• [WHAT IS REQUIRED] Rescale the rows from the line containing "locate green grass" through the end of the rows, both ends included, and write out every line again with the requests kept as they are. Multiply each pixel coordinate in the answers by 2 and round to whole numbers, rounding halves up.

Position annotation rows
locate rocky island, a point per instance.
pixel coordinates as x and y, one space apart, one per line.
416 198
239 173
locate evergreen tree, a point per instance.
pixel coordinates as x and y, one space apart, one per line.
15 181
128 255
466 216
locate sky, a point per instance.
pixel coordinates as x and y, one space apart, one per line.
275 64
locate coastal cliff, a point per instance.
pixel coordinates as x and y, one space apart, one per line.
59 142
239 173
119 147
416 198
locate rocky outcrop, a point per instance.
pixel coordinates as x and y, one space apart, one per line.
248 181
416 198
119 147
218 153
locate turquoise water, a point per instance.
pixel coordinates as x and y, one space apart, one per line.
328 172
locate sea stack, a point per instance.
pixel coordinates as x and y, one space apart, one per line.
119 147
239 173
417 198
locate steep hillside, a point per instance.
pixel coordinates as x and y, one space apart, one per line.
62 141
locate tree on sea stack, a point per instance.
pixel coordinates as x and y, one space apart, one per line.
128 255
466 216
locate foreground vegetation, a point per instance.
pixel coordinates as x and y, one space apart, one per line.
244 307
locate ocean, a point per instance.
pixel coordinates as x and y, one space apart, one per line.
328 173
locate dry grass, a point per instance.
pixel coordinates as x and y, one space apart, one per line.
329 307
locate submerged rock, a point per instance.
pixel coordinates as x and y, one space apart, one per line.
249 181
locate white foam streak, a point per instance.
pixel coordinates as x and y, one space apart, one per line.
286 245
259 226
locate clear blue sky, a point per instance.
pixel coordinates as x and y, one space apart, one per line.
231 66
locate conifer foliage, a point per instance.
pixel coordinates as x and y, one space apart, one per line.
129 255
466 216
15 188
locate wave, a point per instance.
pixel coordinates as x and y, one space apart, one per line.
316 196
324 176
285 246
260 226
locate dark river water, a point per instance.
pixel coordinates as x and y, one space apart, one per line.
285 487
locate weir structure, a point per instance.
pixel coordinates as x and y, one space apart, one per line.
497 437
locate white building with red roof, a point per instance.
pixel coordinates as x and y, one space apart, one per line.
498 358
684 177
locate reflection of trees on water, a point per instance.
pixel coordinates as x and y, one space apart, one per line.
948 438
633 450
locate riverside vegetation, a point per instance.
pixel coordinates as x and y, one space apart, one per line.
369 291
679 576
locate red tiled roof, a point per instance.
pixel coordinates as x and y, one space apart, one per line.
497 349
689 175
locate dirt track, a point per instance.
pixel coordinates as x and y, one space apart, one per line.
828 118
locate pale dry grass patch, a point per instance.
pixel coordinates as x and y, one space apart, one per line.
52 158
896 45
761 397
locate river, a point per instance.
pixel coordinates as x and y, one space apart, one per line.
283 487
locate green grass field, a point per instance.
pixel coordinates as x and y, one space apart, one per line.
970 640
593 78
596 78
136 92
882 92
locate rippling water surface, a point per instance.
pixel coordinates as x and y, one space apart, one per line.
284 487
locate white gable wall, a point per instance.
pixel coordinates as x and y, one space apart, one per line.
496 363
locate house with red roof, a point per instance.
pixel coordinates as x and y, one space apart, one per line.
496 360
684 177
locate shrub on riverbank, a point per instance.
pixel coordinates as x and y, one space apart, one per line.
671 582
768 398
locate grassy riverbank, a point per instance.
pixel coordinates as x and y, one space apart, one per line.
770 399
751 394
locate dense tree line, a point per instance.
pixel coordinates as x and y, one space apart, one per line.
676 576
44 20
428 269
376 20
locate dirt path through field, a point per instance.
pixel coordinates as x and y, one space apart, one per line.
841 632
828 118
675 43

• [FULL ANSWER]
locate green grass field, a point per instance.
pixel coordinates as x and y, one space apart, one per line.
1940 1280
1186 156
1192 156
272 184
1764 184
locate rippling water surface, a point per instance.
pixel coordinates as x and y, one space apart, one per line.
568 974
locate white gable wall, a point per instance.
pixel coordinates as x and y, one space apart, one per line.
992 726
locate house with red roof, a point per instance.
pixel coordinates as x and y, one space apart, one per line.
992 720
1368 354
locate shrub on riverbank, a point per instance.
pixel coordinates as x and y, one space apart, one per line.
1342 1164
1536 796
locate grassy riverbank, a point per instance.
pixel coordinates as x and y, one space apart, one per line.
1540 798
1502 788
locate dense tree line, a point per instance.
pixel coordinates as x and y, one space apart, one per line.
1352 1152
88 40
856 538
752 40
locate dirt path through field, a point per instance.
pixel coordinates as x and y, one space apart, one per line.
1682 1264
1656 236
1350 86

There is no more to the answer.